# GIVEN PASSAGE
The effort to eliminate leprosy is far from over as more than 2,00,000 new cases are reported each year, the United Nations’ health organisation WHO warned on Wednesday.

Although successful treatment is now available, there were 2,32,850 new cases reported in 2012, mostly in Asia and Africa, an increase of 6,224 cases over the previous year.

“We cannot lower our guard,” said Samlee Plianbangchang, regional director of the World Health Organization in South-East Asia said.

“We could eliminate small pox. Why not leprosy?” The introduction of multi-drug therapy in the early 1980s has effectively cured 16 million people over the past 20 years, bringing the national prevalence rate down to less than per 10,000 people worldwide by 2005, WHO officials said at the start of a three-day meeting on the disease in Bangkok.

But Mr. Samlee said there was a disturbing increase in the number of new cases showing visible disabilities, and in the number of women testing positive for the disease.

The number of highly endemic countries has decreased from 122 in 1985 to less than 20, but the new cases are getting harder to reach.

Public health authorities need to target those populations, such as people living in urban slums, border areas and ethnic minority areas, Mr. Samlee said.

He also noted that prevalence rates were likely higher than average in remote areas of countries such as India, Indonesia and Myanmar.

“Globally it might be down, but in India it appears to be more than one per 10,000, especially in the remote areas of the country that are hard to reach,” said V Narsappa, a former victim who is now chairman of the National Forum Trust India.

# EXTRACTED MATERIAL
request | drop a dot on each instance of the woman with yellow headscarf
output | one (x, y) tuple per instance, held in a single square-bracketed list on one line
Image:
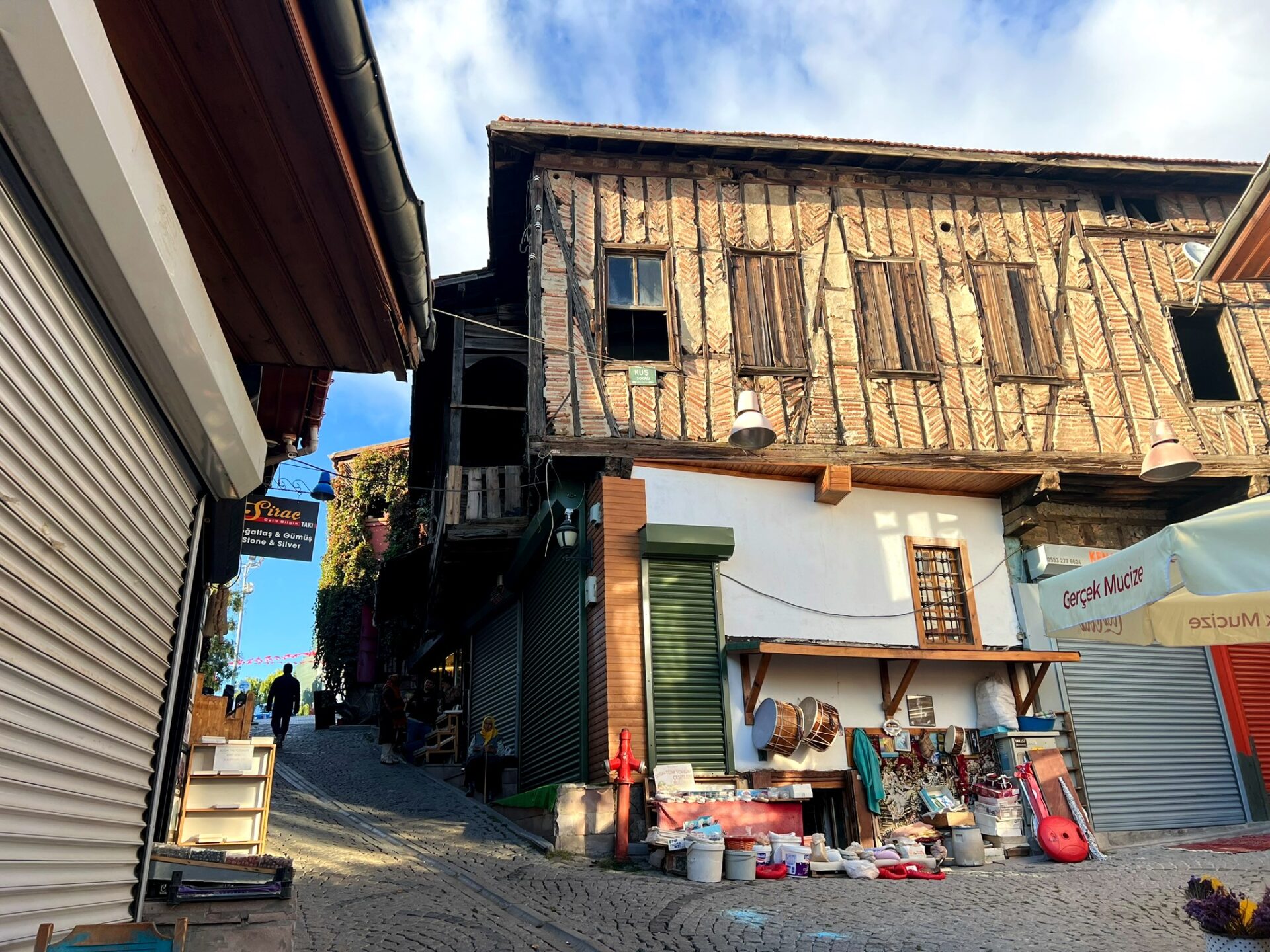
[(487, 757)]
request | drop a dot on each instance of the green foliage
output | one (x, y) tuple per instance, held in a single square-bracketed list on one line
[(374, 488)]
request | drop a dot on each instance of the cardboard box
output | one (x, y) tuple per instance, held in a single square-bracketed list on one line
[(952, 818)]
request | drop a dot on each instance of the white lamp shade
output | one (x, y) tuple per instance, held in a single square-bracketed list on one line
[(752, 429), (1167, 460)]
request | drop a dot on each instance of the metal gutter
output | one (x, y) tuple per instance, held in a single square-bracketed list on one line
[(1245, 208), (349, 54)]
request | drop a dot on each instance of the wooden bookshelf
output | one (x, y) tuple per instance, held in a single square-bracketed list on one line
[(244, 825)]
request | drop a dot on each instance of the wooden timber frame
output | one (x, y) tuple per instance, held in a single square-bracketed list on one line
[(753, 673)]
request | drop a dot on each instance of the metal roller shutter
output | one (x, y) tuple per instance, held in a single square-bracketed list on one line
[(553, 701), (1251, 668), (1154, 746), (495, 677), (95, 510), (685, 660)]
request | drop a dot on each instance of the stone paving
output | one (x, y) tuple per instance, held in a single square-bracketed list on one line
[(456, 877)]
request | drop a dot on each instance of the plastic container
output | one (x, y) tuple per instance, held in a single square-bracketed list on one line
[(740, 863), (1035, 724), (968, 847), (705, 861)]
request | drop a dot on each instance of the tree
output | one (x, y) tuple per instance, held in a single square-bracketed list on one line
[(372, 488), (218, 666)]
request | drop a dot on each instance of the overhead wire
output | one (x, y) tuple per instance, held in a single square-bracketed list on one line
[(867, 617)]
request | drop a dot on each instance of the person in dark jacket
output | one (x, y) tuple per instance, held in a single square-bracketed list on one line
[(284, 701)]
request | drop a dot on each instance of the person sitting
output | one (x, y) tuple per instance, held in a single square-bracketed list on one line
[(487, 757)]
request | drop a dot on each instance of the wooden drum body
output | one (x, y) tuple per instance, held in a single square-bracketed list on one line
[(778, 727), (821, 724)]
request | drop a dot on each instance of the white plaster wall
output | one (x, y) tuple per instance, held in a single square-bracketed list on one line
[(854, 687), (847, 559)]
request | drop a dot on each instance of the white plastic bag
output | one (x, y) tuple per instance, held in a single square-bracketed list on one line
[(995, 703)]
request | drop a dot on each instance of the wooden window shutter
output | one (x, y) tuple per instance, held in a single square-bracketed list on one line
[(767, 311), (897, 325)]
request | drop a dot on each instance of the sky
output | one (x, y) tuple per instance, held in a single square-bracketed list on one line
[(1159, 78)]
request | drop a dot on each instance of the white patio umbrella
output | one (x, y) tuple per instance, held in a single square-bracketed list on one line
[(1202, 582)]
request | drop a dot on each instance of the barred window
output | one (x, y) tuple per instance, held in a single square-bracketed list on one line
[(943, 593)]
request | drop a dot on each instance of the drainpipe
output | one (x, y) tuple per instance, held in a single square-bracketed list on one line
[(319, 386)]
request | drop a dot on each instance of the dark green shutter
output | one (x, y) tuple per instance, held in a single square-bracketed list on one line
[(553, 703), (495, 676), (686, 674)]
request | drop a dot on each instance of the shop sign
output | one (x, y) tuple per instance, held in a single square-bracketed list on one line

# WHAT YOU WILL DO
- a) Repeat the passage of the leprosy article word for word, starting at "He also noted" and ending at "Forum Trust India.".
- b) Answer these questions from the leprosy article:
(i) By how many cases did the number of new cases reported in 2012 exceed the previous year's number?
(ii) In which city was the three-day meeting on the disease held?
(iii) What organization does V Narsappa chair?
- c) According to the leprosy article, in which countries do remote areas probably have prevalence rates above the average? List every one.

# SOLUTIONS BELOW
- a)
He also noted that prevalence rates were likely higher than average in remote areas of countries such as India, Indonesia and Myanmar.

“Globally it might be down, but in India it appears to be more than one per 10,000, especially in the remote areas of the country that are hard to reach,” said V Narsappa, a former victim who is now chairman of the National Forum Trust India.

- b)
(i) 6,224 cases
(ii) Bangkok
(iii) The National Forum Trust India

- c) India, Indonesia, Myanmar